AIM:
Render every line of the records below as a Markdown table with the columns Row and Line, numbering the rows in order and omitting blank lines.

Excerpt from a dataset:
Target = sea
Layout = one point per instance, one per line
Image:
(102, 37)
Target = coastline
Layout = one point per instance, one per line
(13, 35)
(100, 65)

TASK ANSWER:
| Row | Line |
|---|---|
| 1 | Target = sea |
| 2 | Layout = one point per instance, one per line |
| 3 | Image: |
| 4 | (102, 37) |
| 5 | Target = coastline |
| 6 | Layout = one point per instance, one per line |
| 7 | (13, 35) |
| 8 | (100, 65) |